● **Text passage**
------

I’ve criticized these ideas here, but is there any evidence to suggest that identity does get polarized as a result of dissent? Anecdotally, there is. Here is a Marxist radical speaking about Paris, 1968:

I was completely surprised by 1968… I had an idea of the revolutionary process and it was nothing like this. I saw students building barricades, but these were people who knew nothing of revolution. They were not even political. There was no organisation, no planning.

In the lead-up to 1968, French students were not revolutionaries who had falsified their true preferences in order to conform to society’s expectations. What happened was that during the riots, identity (status quo or radical?) became a central issue, and individuals had to decide “which side are you on?”, and many students switched their identities from mildly status-quo to enthusiastic barricade-builder.

A switch in identity happens when people are pulled along by those around them. As Dennis Chong (1991) writes of the US Civil Rights movement: “friendship and familial, religious, and professional relationships create an array of ongoing exchanges, obligations and expectations that individual.”

In his book on the fall of the GDR, Steven Pfaff repeatedly invokes the “preference falsification” model, but he often steps outside it too. In fact, my biased reading of it is that he sometimes resorts to the preference falsification model because of a lack of alternatives, not because the evidence pulls him that way. But when he writes that “By 1989 official socialist ideology, along with its clear articulation of the nature of injustice, had become a threat to the system it was meant to legitimate” he is talking about a crisis of identity. The crisis served to “focus diffuse grievances”, uniting “a host of disparate concerns into ‘moral anger”‘. This is the crystallization of identities into the two polar choices: “Which side are you on?”

------

● **Records**
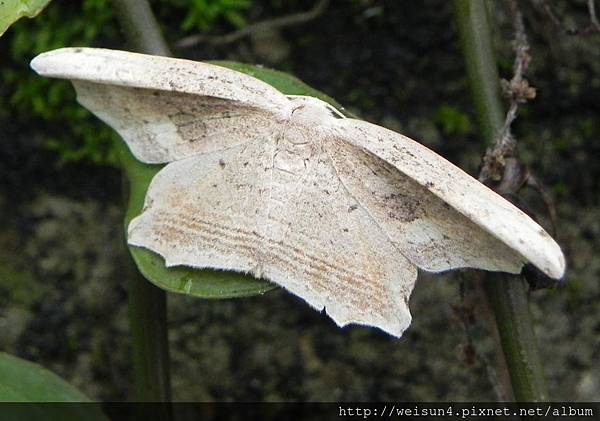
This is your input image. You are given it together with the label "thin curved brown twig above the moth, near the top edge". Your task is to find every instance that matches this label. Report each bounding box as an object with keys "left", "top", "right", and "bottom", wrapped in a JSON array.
[{"left": 175, "top": 0, "right": 329, "bottom": 48}]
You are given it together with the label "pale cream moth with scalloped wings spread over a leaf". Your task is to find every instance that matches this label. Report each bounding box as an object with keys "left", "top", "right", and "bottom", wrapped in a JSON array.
[{"left": 31, "top": 48, "right": 565, "bottom": 337}]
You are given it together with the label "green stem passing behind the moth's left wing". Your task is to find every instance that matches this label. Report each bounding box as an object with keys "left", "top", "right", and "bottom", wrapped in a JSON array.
[{"left": 112, "top": 0, "right": 171, "bottom": 402}]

------

● **Directions**
Please return the passage above on dissent and identity polarization in full, word for word.

● **Answer to the exercise**
I’ve criticized these ideas here, but is there any evidence to suggest that identity does get polarized as a result of dissent? Anecdotally, there is. Here is a Marxist radical speaking about Paris, 1968:

I was completely surprised by 1968… I had an idea of the revolutionary process and it was nothing like this. I saw students building barricades, but these were people who knew nothing of revolution. They were not even political. There was no organisation, no planning.

In the lead-up to 1968, French students were not revolutionaries who had falsified their true preferences in order to conform to society’s expectations. What happened was that during the riots, identity (status quo or radical?) became a central issue, and individuals had to decide “which side are you on?”, and many students switched their identities from mildly status-quo to enthusiastic barricade-builder.

A switch in identity happens when people are pulled along by those around them. As Dennis Chong (1991) writes of the US Civil Rights movement: “friendship and familial, religious, and professional relationships create an array of ongoing exchanges, obligations and expectations that individual.”

In his book on the fall of the GDR, Steven Pfaff repeatedly invokes the “preference falsification” model, but he often steps outside it too. In fact, my biased reading of it is that he sometimes resorts to the preference falsification model because of a lack of alternatives, not because the evidence pulls him that way. But when he writes that “By 1989 official socialist ideology, along with its clear articulation of the nature of injustice, had become a threat to the system it was meant to legitimate” he is talking about a crisis of identity. The crisis served to “focus diffuse grievances”, uniting “a host of disparate concerns into ‘moral anger”‘. This is the crystallization of identities into the two polar choices: “Which side are you on?”